:: Assignment ::
Count the lines below with the string "bottle" in them. Only the number should be given.

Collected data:
::::::

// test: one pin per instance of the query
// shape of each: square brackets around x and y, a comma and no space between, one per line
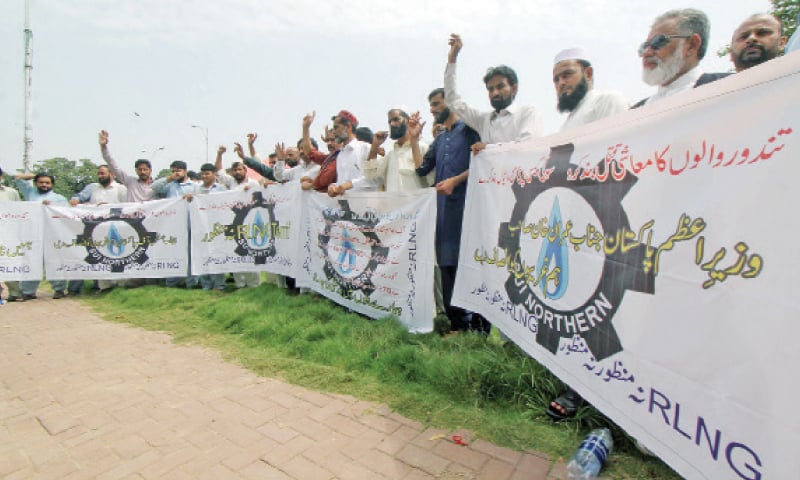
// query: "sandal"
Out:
[570,401]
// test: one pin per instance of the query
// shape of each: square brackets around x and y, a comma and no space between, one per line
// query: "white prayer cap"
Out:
[401,107]
[574,53]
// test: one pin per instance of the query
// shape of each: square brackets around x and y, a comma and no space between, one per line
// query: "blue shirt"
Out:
[449,155]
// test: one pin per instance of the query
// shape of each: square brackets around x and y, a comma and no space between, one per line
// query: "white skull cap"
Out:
[574,53]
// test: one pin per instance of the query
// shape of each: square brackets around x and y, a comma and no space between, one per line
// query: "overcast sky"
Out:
[238,66]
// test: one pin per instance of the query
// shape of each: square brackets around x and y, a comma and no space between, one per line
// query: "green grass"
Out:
[463,381]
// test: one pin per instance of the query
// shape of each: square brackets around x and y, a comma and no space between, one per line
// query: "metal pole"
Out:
[26,154]
[205,132]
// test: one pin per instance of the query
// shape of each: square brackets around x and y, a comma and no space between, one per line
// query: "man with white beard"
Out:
[678,40]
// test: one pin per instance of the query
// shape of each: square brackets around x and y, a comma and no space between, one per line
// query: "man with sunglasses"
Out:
[678,40]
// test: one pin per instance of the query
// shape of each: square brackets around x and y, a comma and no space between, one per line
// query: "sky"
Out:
[147,70]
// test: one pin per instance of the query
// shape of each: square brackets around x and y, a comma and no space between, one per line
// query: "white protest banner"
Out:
[372,252]
[649,261]
[246,231]
[117,241]
[20,241]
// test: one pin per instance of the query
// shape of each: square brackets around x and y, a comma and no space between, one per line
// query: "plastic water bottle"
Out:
[591,455]
[794,41]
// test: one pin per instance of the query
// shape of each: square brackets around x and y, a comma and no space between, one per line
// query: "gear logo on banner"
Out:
[253,228]
[344,243]
[115,240]
[544,219]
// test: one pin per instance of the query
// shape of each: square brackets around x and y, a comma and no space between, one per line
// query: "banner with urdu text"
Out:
[117,241]
[649,260]
[239,231]
[372,253]
[20,241]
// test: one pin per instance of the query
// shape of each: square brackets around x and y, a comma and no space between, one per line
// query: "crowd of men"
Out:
[354,158]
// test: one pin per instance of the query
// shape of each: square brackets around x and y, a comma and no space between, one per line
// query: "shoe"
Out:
[570,401]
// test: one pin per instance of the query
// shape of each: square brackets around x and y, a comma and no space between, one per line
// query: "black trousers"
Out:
[460,319]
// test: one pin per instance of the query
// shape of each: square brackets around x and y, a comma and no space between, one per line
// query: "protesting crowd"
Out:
[354,158]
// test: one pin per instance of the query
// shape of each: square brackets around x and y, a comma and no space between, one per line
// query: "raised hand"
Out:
[308,119]
[455,47]
[280,151]
[238,150]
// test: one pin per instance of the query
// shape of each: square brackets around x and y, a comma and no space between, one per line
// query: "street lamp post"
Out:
[205,132]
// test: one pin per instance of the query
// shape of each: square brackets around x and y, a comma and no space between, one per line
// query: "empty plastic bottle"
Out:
[591,455]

::::::

:: Result below ::
2